> **WHAT IS EXPECTED**
In the items below, swap "cedar" for "pine" and reproduce the lines with nothing else changed. Leave the pictures out of your answer.

> **EXTRACTED INFORMATION**
______________________________

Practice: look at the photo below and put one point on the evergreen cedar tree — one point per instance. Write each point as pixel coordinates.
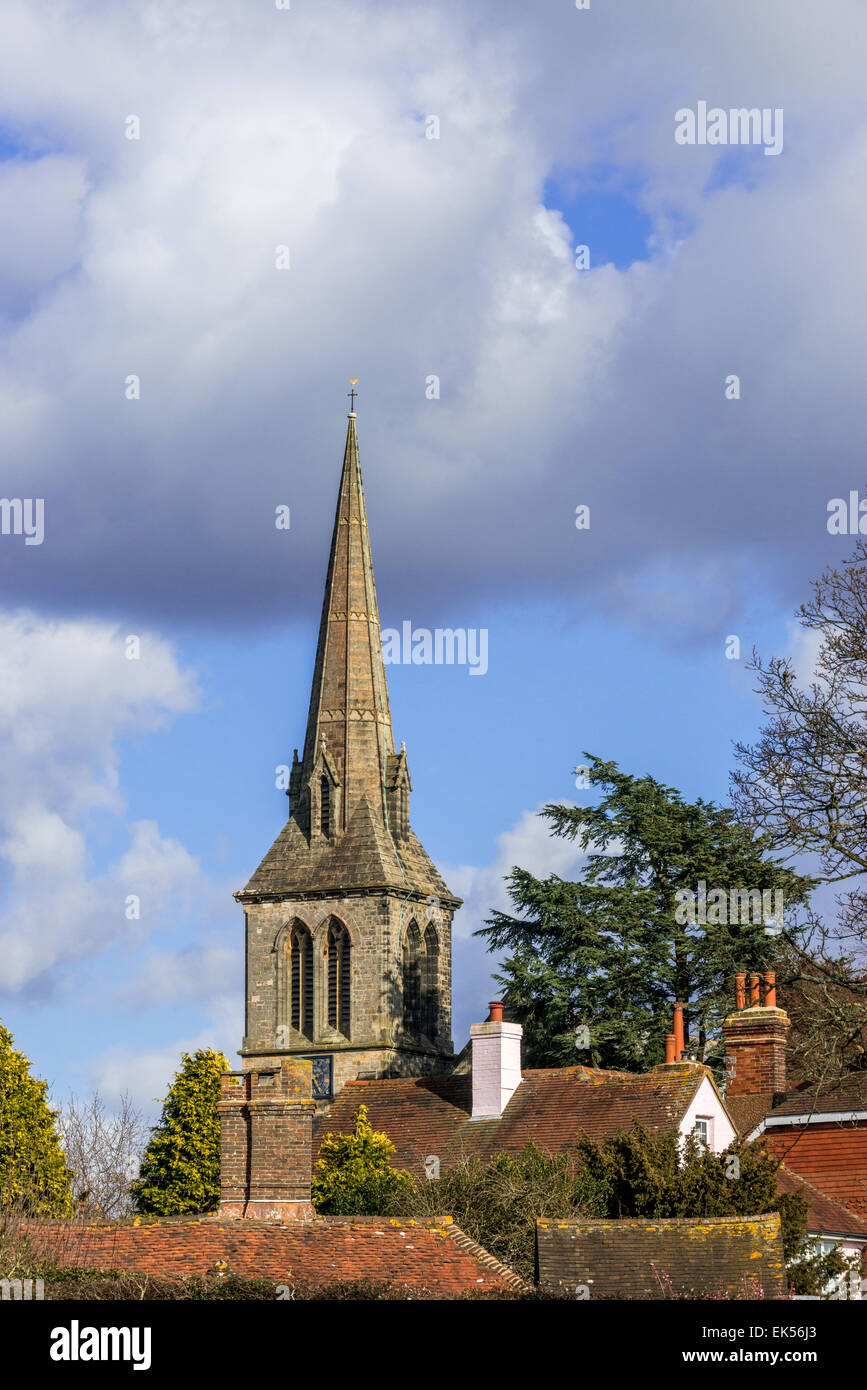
(609, 951)
(181, 1168)
(34, 1175)
(354, 1176)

______________________________

> **FINISHED ANSWER**
Practice: look at the photo below and put one point on the evergreen pine tree — one point per instance. Write each point as pixel coordinates.
(609, 951)
(181, 1168)
(34, 1175)
(354, 1176)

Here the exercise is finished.